Natural language region descriptions:
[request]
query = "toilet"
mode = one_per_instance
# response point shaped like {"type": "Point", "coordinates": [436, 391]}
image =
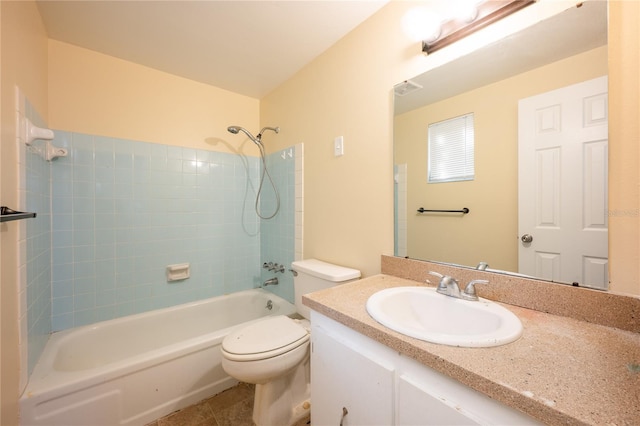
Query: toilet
{"type": "Point", "coordinates": [273, 353]}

What you are asked to do: Copy the records exactly, leaving out every picture.

Exercise answer:
[request]
query = "toilet"
mode = one_per_instance
# response point shaped like {"type": "Point", "coordinates": [436, 391]}
image =
Query: toilet
{"type": "Point", "coordinates": [273, 353]}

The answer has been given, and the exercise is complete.